══ Task inputs ══
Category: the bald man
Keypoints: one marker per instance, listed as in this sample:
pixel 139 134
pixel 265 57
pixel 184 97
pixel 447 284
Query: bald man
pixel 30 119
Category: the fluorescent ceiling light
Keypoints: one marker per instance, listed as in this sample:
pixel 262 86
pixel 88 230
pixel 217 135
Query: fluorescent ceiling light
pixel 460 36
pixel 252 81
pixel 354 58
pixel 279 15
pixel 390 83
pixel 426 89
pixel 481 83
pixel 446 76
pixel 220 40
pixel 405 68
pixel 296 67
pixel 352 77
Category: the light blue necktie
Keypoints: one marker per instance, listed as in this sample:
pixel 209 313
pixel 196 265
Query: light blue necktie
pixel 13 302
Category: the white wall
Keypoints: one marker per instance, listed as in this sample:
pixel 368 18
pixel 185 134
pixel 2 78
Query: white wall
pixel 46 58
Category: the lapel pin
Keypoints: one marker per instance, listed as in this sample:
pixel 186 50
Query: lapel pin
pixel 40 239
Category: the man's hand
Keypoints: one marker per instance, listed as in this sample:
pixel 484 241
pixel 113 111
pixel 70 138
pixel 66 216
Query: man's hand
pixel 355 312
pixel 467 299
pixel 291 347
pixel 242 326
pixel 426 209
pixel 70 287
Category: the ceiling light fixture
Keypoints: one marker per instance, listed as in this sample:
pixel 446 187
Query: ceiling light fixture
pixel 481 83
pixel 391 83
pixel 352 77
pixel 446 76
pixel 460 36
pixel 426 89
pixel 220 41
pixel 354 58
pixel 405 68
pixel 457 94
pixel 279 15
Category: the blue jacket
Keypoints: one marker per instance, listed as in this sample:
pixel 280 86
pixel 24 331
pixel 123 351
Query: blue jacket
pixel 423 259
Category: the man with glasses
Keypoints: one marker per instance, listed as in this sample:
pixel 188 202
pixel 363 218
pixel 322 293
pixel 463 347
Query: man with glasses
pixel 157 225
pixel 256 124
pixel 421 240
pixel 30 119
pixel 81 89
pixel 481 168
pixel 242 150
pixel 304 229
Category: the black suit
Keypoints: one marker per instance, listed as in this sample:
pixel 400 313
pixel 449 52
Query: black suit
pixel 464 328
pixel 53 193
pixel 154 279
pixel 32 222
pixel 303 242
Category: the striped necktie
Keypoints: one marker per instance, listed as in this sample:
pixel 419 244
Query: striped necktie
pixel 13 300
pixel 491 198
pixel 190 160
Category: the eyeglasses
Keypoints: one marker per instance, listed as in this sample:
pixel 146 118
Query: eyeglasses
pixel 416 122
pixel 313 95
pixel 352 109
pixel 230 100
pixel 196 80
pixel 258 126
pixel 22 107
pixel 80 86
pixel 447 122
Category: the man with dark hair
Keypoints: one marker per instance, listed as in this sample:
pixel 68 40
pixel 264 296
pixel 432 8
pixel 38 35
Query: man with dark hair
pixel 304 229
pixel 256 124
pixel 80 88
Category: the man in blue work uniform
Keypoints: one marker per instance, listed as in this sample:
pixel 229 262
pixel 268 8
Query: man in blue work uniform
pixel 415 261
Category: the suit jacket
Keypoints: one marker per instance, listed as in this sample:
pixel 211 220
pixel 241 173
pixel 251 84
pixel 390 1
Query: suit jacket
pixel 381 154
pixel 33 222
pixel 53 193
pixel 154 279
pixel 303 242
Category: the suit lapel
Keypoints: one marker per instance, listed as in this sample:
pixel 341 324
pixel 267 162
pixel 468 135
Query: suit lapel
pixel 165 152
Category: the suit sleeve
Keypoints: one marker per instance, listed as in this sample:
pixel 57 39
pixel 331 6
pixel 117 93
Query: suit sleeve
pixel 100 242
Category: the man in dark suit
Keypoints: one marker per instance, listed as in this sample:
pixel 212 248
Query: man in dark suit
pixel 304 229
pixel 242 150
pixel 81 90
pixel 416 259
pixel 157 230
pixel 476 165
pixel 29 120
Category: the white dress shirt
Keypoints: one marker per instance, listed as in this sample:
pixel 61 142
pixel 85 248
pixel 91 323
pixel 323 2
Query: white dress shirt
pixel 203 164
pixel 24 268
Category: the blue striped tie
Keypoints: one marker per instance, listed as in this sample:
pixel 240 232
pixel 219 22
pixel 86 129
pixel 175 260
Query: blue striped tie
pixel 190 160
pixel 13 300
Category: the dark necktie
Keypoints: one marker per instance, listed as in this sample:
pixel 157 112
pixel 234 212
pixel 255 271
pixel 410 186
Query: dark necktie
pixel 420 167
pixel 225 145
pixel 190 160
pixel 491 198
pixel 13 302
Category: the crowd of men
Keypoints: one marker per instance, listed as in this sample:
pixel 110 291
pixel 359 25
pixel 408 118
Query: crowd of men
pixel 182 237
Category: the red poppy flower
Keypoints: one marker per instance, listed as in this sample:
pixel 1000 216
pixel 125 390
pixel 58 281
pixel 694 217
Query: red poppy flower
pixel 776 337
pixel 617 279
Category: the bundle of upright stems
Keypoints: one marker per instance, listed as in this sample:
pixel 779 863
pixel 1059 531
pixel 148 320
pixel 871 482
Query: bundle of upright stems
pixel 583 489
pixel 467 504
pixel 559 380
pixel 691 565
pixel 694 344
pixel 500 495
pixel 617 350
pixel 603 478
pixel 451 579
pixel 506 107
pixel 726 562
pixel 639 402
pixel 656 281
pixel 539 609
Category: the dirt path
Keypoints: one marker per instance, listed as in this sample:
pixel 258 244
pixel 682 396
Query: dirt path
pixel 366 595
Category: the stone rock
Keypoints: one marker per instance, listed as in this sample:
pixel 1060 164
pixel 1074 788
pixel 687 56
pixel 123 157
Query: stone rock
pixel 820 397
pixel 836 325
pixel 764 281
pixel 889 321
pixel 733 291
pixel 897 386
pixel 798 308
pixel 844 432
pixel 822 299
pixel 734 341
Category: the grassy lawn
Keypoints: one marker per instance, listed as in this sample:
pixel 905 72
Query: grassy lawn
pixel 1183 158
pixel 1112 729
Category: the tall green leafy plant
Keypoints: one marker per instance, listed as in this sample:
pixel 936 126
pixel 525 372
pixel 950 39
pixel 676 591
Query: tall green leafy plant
═══
#### What you are asked to do
Where a line of the entries contains the word "tall", copy that line.

#### Response below
Category: the tall green leafy plant
Query: tall green leafy plant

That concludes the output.